■ Exercise materials ■
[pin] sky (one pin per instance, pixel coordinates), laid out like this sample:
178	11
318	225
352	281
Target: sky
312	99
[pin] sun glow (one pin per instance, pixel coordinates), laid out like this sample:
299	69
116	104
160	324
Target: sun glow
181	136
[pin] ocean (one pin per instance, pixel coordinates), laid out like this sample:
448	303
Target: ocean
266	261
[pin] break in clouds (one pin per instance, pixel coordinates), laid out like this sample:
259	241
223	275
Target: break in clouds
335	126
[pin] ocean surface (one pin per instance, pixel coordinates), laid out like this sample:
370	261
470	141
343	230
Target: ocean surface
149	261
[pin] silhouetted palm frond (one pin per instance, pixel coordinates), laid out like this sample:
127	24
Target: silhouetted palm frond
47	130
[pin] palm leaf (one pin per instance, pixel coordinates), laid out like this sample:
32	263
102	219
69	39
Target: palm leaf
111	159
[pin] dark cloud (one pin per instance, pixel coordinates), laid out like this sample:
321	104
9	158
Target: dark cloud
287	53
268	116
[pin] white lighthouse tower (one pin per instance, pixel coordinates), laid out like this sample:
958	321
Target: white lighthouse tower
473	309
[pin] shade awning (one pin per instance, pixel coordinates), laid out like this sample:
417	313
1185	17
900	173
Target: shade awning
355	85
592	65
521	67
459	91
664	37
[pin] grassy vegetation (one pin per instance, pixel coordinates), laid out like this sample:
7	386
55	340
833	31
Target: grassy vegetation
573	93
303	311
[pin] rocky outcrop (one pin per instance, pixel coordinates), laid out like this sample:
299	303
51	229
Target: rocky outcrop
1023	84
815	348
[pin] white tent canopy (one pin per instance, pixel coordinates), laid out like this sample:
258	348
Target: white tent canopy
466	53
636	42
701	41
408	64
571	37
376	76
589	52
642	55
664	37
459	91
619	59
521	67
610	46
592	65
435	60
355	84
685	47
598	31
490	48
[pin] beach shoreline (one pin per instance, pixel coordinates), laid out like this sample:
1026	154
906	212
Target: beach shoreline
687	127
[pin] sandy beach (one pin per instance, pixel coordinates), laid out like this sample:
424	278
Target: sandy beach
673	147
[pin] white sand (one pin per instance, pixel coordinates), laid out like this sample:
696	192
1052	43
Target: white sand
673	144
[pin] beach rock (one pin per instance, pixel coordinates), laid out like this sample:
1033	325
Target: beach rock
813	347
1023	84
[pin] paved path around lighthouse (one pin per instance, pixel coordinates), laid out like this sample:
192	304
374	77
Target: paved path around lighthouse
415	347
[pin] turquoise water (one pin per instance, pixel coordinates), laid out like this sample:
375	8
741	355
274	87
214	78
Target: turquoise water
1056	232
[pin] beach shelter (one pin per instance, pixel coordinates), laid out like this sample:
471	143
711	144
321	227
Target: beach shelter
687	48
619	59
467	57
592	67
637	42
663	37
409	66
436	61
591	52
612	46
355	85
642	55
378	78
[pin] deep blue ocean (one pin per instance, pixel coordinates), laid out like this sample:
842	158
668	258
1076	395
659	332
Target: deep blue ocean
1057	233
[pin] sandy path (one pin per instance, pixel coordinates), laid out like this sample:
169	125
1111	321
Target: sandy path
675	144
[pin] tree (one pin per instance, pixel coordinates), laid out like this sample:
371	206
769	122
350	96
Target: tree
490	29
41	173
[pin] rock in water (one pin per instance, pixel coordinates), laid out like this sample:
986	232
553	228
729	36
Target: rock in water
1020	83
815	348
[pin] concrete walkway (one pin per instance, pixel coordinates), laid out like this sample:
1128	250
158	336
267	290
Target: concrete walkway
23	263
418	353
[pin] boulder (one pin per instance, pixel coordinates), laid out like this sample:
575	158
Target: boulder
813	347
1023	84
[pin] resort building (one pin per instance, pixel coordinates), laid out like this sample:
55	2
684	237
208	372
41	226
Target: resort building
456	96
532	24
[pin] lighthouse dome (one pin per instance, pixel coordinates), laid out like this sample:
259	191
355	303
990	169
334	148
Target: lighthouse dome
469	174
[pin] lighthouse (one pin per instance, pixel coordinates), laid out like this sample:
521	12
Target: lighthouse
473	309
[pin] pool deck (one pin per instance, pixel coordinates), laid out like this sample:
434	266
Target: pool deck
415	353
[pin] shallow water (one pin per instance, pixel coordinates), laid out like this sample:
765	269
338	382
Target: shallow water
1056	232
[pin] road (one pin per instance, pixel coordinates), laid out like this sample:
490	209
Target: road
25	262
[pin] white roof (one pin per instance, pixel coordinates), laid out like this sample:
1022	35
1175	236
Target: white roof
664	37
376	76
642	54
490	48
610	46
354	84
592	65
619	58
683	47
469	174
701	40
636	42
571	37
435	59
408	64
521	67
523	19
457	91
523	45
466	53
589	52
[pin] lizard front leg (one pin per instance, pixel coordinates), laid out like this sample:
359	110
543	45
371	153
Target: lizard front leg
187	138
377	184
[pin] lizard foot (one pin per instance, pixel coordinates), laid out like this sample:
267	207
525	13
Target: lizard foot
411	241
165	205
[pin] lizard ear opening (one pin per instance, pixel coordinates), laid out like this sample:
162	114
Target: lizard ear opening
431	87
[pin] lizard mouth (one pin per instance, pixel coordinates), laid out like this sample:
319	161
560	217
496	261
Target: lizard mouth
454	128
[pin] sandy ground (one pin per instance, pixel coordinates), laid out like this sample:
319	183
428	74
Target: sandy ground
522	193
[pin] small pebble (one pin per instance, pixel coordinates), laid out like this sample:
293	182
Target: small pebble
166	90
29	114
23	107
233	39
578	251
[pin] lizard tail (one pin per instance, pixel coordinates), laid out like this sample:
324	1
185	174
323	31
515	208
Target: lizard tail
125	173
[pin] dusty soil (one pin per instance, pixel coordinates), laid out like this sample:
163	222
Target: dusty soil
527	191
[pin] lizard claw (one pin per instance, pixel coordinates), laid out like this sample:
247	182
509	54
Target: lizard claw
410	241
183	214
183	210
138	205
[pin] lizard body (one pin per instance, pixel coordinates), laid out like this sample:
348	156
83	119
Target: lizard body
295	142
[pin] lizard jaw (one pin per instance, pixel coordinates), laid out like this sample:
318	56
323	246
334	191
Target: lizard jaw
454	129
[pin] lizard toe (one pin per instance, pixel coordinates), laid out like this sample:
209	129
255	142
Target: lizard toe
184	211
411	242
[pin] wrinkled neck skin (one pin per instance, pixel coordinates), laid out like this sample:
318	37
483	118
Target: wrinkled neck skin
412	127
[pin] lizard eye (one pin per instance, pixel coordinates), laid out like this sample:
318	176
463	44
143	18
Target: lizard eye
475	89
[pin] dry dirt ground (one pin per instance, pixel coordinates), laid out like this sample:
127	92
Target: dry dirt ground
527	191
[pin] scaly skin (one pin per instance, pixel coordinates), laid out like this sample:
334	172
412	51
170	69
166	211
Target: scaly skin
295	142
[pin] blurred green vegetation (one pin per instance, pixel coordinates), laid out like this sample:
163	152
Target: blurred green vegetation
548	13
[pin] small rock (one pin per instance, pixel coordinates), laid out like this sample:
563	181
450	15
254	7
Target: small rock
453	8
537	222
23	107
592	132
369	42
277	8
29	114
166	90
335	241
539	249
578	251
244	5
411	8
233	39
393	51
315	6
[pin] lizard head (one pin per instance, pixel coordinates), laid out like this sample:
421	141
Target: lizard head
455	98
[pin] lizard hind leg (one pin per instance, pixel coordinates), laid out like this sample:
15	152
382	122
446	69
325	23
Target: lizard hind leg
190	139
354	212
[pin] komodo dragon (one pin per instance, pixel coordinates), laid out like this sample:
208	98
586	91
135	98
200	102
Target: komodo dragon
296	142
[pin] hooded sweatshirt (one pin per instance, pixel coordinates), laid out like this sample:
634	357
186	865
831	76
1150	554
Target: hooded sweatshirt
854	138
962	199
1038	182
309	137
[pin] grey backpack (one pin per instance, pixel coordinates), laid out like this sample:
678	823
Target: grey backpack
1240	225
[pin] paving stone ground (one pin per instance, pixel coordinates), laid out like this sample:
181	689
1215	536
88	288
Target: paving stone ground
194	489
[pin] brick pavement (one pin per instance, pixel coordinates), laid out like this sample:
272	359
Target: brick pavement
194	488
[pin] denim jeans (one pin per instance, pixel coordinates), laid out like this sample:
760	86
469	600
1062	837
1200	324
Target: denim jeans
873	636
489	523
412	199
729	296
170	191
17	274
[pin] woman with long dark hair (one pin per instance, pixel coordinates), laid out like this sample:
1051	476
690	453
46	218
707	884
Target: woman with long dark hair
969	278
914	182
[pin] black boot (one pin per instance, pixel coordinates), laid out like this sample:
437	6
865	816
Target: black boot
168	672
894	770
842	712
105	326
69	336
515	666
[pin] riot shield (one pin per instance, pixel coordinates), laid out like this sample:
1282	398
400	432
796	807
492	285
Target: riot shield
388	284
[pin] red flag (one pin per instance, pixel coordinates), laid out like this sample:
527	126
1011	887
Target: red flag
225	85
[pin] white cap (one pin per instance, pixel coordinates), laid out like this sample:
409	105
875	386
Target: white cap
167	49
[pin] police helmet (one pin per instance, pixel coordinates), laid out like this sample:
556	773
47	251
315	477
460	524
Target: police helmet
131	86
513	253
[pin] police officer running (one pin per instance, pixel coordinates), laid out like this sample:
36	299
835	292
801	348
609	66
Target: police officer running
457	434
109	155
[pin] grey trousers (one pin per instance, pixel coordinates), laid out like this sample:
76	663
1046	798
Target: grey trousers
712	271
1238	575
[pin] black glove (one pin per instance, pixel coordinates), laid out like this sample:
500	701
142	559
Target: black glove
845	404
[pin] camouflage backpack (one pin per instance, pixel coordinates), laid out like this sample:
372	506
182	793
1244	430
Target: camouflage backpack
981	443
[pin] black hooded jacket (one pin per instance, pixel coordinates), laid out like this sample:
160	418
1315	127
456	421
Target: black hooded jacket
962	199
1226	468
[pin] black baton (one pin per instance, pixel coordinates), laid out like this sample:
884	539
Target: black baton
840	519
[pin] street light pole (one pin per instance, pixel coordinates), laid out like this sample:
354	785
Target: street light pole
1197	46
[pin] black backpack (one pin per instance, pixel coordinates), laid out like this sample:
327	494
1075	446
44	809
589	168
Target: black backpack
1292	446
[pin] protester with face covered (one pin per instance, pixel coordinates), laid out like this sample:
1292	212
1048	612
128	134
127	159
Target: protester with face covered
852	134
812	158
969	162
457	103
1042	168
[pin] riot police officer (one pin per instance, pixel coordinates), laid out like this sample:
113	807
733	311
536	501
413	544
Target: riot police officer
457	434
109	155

■ Work to complete ■
Output exactly the lines from the one containing "Target: protester with face covered" through the last line of the entries, both ends included.

■ Final answer ■
Target: protester with face covered
852	134
812	158
969	162
457	103
1042	168
[pin] riot police officer (one pin per instance, pixel coordinates), laid out like this sample:
113	807
733	311
536	501
413	544
Target: riot police officer
457	434
109	155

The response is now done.